> _Passage_
####################
Monday, December 31, 2018

Tracking The Illinfrik Botter - Another Farm Burned And Fovihi

With the advent of Alpha accounts in EVE Online, distribution mission botters are basically playing with CCP's money. I've tracked the activities of a botter who likes Thukker loyalty points for about 4 weeks now. The bot farm in Illinfrik was taken down again by CCP on 28 December. This time, I decided to track the new bot farm from the beginning. I even streamed my investigations Saturday and Sunday, if for no other reason than to have a visual record of what I found. I discovered that the botter operates in a system I didn't know about: Fovihi.

Wednesday, December 26, 2018

Star Citizen Receives $46 Million From Private Investors

Last Thursday, Cloud Imperium Games, the company developing Star Citizen and Squadron 42, announced that it was accepting $46 million in investments from Clive Calder and his son Keith. In conjunction with the investment news came the release of financial information covering the years 2012-2017. With sold information available, I have a couple of thought.

Crowdfunding is not enough to finish the games. As of Christmas, 2018, Chris Roberts has raised $212.5 million from crowdfunding. A staggering amount the world may never see raised from video game players again. But as the recently released information shows, not enough to complete the game.

CIG Income - 2012 through 2017

Through the end of 2017, CIG had collected $175.5 million from backers. Including the $11.2 from subscriptions, players provided $186.7 million to CIG. In the same amount of time, CIG spent $193.3 million. That's right, at the end of 2017, CIG had spent $6.6 million more than it raised from the fan base. The $15 million CIG had in the bank at the end of 2017 came from the "Other income" category:
The Other income line represents income from partnerships with various hardware and software vendors, sponsorship income and various local incentives which we receive based upon the nature and location of our development and production activities. It also includes any exchange differences as referred above.
With a burn rate of $50 million/year, without the cash infusion from the Calders, Roberts would have had to slow down development, even if he continued to collect $37 million from backers each year.

Roberts finally getting oversight. For six years, Chris Roberts had free reign to do as he pleased in the development of Star Citizen and Squadron 42. I don't think he will like having to answer to investors, even if he retains control over the company. In an interview with Gamasutra in September 2013, Roberts gave his thoughts on investors:
Roberts had lined up independent investors to fund his game, but he was happy to leave them behind when his crowdfunding campaign took off. In the end, he felt investment could lead to getting sold to a publisher -- and for his opinion on that, see above.
####################
> _Given problem A_
In the Star Citizen post, why was Roberts happy to leave his independent investors behind once his crowdfunding campaign took off?

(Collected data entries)
####################
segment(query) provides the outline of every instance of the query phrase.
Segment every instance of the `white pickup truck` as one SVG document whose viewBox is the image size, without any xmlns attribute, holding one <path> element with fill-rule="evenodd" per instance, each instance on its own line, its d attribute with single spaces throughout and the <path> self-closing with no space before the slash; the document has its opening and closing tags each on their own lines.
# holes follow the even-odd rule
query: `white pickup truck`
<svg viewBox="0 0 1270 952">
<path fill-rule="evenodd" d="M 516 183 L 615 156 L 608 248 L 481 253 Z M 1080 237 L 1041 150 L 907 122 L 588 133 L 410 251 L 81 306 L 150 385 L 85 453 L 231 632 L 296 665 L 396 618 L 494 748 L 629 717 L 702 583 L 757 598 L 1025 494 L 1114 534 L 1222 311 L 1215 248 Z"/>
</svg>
####################
> _Given problem B_
Can you give every line of the listing as a numbered list, omitting any blank lines?

> _Output A_
He felt that investment could lead to his game getting sold to a publisher.

> _Output B_
1. segment(query) provides the outline of every instance of the query phrase.
2. Segment every instance of the `white pickup truck` as one SVG document whose viewBox is the image size, without any xmlns attribute, holding one <path> element with fill-rule="evenodd" per instance, each instance on its own line, its d attribute with single spaces throughout and the <path> self-closing with no space before the slash; the document has its opening and closing tags each on their own lines.
3. # holes follow the even-odd rule
4. query: `white pickup truck`
5. <svg viewBox="0 0 1270 952">
6. <path fill-rule="evenodd" d="M 516 183 L 615 156 L 608 248 L 481 253 Z M 1080 237 L 1041 150 L 907 122 L 588 133 L 410 251 L 81 306 L 150 385 L 85 453 L 231 632 L 296 665 L 396 618 L 494 748 L 629 717 L 702 583 L 757 598 L 1025 494 L 1114 534 L 1222 311 L 1215 248 Z"/>
7. </svg>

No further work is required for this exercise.